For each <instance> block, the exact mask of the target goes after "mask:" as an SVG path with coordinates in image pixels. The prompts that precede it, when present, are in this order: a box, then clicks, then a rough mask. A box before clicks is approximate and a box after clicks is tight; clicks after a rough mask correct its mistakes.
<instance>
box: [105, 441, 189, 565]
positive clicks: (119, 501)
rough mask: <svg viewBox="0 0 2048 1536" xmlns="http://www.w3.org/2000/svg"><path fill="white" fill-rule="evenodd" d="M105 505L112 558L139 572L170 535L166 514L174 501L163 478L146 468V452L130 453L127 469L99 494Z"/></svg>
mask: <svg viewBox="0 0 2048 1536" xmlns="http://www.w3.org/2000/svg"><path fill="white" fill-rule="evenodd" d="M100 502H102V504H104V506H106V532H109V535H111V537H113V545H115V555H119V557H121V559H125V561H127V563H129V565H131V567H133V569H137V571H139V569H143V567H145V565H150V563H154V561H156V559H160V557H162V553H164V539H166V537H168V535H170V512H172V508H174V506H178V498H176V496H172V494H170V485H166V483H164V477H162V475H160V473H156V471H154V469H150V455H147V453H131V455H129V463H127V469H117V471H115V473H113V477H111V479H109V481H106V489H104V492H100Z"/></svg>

###

Put every line of the data above into a Markdown table with the columns Row and Line, numbering the rows in order. Leave out any blank lines.

**Result below:**
| Row | Line |
|---|---|
| 1 | For each <instance> block, the exact mask of the target goes after "mask:" as an SVG path with coordinates in image pixels. The prompts that precede it, when present, are in this order: a box, then clicks, then a rough mask. A box before clicks is approximate and a box after clicks is tight; clicks after a rough mask correct its mistakes. |
| 2 | <instance> |
| 3 | box: [105, 441, 189, 565] |
| 4 | positive clicks: (119, 501) |
| 5 | rough mask: <svg viewBox="0 0 2048 1536" xmlns="http://www.w3.org/2000/svg"><path fill="white" fill-rule="evenodd" d="M105 505L112 558L139 572L170 535L166 514L174 501L163 478L146 468V452L130 453L127 469L99 494Z"/></svg> |
| 6 | mask: <svg viewBox="0 0 2048 1536" xmlns="http://www.w3.org/2000/svg"><path fill="white" fill-rule="evenodd" d="M100 502H102V504H104V506H106V532H109V535H111V537H113V545H115V555H119V557H121V559H125V561H127V563H129V565H131V567H133V569H137V571H139V569H143V567H145V565H150V563H154V561H156V559H160V557H162V553H164V539H166V537H168V535H170V512H172V508H174V506H178V498H176V496H172V494H170V485H166V483H164V477H162V475H160V473H156V471H154V469H150V455H147V453H131V455H129V463H127V469H117V471H115V473H113V477H111V479H109V481H106V489H104V492H100Z"/></svg> |